**抜粋:**
小林恭子小林恭子 Ginko Kobayashi 在英ジャーナリスト。読売新聞の英字日刊紙「デイリー・ヨミウリ(現ジャパン・ニュース)」の記者・編集者を経て、2002年に来英。英国を始めとした欧州のメディア事情、政治、経済、社会現象を複数の媒体に寄稿。著書に「英国メディア史」(中央公論新社)、共著に「日本人が知らないウィキリークス」(洋泉社)など。

混迷のブレグジット交渉「People's Vote」は実現するのか? - その目的、提案事項、投票体制とは

来年3月29日に実施される、英国の欧州連合(EU)からの離脱(「ブレグジット」)。実施まであと半年を残すところとなりましたが、いったいどんな条件で離脱するのか、誰もその答えを持っていない暗中模索状態となっています。テリーザ・メイ首相がEU側に提示した離脱案(首相の公式別荘「チェッカーズ」でまとめられたので、通称「チェッカーズ案」)は、貿易においてEU共通のルールに従うもので、親EUかつ現状維持の提案でした。そのため7月上旬、ボリス・ジョンソン外相とEU離脱担当大臣デービッド・デービス氏は「これでは離脱にならない」と抗議の辞任をしてしまいます。これにめげないメイ首相は、9月19日、チェッカーズ案をEU加盟国首脳会議で披露しましたが、「うまく機能しない」(ドナルド・トゥスク欧州理事会議長)と言われてしまい、再考を促されました。こうした混迷が続くなか、残留支持者が中心となって、新たな「国民による投票」を行ってはどうかという意見が日増しにその支持を拡大させています。果たして2016年6月のように、二者択一の選択を迫る 「国民投票」の再来になるのでしょうか。

2年前のEUからの離脱(あるいは継続加盟)を問う国民投票では、離脱票(51.9%、約1700万票)が僅差で残留票(48.1%、約1600万票)を上回り、残留支持の国民の中に、「再度、投票をやるべきだ」という声が上がったのは結果が判明して間もないころでした。複数の残留派ロビー組織が中心となって運動が続き、与野党の残留派議員の支持の下、「国民の投票」(「Peopl e' s Vote」)という新たな組織が発足しています。今年4月にはロンドンで決起集会を開催し、約1200人が参加。9月には「国民の投票のためのロードマップ」と題するレポートを出しました。また一方で、9月25日、最大野党労働党の党大会に出席したキア・スターマー影のEU離脱担当相は次のように宣言しました。膠着状態にある離脱交渉を打開するために労働党は総選挙を望むけれども、これが実現しない場合「ほかの選択肢も考慮する」、この中には「国民による投票のためにキャンペーン活動を行うことも含まれる」、と。同氏が「残留という選択肢も除外しない」と述べると、会場に大きな拍手がわき起こりました。

**提示資料:**
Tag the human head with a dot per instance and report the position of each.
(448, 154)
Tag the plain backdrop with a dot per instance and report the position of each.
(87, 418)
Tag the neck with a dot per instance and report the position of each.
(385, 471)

--

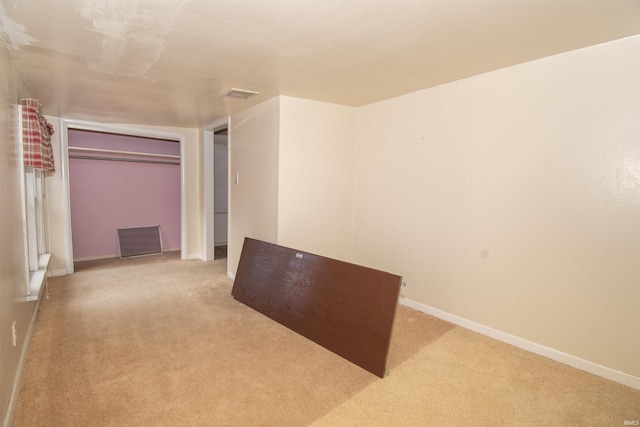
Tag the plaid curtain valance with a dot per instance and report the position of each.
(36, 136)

**作業内容:**
A: ブレグジットに関する抜粋によると、2016年6月の国民投票で離脱票は全体の何パーセントを占めましたか。
B: ブレグジットに関する抜粋を、最後の文の後から書き継いでください。

**作業ごとの結果:**
A: 51.9%(約1700万票)です。

B:
でも、国民が再度、離脱交渉について票を投じる案は実現可能なのでしょうか? ロンドン・ユニバーシティ・カレッジで憲法問題を専門とするアレン・レンウィック博士によると「国民の投票」が2016年の国民投票に相当するとした場合、これを実行するための新法が必要となるそうです(BBC ラジオ4「ブリーフィング・ルーム」、9月20日放送分)。法案提出から投票までには「最短でも22週必要」で、来年3月29日までにやるとすれば、10月第2週までには法案を提出しなければなりません。法案には提案内容、選挙体制(例えば下院選挙の選挙区や年齢規定)などの情報が入ります。現状ではスケジュール的に難しいですよね。

ただし、抜け道があります。ほかのEU加盟国や欧州議会の合意が必要となりますが、離脱交渉を規定する条約によると、英国が離脱時期を延長することは可能なのです。ただ、もし離脱時期を延ばせたとして、今度は5月に行われる予定の欧州議会選挙をどうするかの問題にぶち当たります。その時点でまだ英国がEU加盟国であった場合、議会選挙に候補者を出さなければなりませんが、当選しても実際の活動が中止になるかもしれない議席のために選挙を戦うことになります。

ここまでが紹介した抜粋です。